> [About this task]:
Return nothing except the lines from the one that contains "[detect] toy car front wheel" through the end of the material below, each exactly as given.

________________________________________

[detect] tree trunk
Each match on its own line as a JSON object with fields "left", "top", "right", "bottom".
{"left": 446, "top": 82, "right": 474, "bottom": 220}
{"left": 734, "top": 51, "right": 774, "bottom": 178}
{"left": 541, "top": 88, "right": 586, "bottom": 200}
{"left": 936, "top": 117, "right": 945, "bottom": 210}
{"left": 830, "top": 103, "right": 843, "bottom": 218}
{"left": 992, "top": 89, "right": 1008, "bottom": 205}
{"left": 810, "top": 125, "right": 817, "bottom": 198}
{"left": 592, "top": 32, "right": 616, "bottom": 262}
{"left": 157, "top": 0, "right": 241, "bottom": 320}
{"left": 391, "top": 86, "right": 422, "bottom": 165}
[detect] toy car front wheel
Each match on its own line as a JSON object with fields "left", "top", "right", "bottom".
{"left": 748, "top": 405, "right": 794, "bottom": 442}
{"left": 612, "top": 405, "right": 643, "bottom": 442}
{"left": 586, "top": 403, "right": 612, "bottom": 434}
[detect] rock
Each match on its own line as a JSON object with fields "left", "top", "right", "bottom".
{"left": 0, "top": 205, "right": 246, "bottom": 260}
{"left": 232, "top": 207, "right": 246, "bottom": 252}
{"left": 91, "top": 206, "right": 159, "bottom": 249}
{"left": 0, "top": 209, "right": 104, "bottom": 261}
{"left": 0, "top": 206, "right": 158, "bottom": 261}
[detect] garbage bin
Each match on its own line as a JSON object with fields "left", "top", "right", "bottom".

________________________________________

> [Answer to this problem]:
[detect] toy car front wheel
Each match on its own line as a JSON object with fields "left", "top", "right", "bottom".
{"left": 748, "top": 405, "right": 794, "bottom": 442}
{"left": 612, "top": 405, "right": 643, "bottom": 442}
{"left": 586, "top": 403, "right": 612, "bottom": 434}
[detect] rock
Each match on its own line as a JSON object with fields "left", "top", "right", "bottom".
{"left": 0, "top": 205, "right": 246, "bottom": 260}
{"left": 232, "top": 207, "right": 246, "bottom": 252}
{"left": 91, "top": 206, "right": 159, "bottom": 249}
{"left": 0, "top": 209, "right": 104, "bottom": 261}
{"left": 0, "top": 206, "right": 158, "bottom": 261}
[detect] garbage bin
Each match on its own line as a JSON object with fields "left", "top", "right", "bottom".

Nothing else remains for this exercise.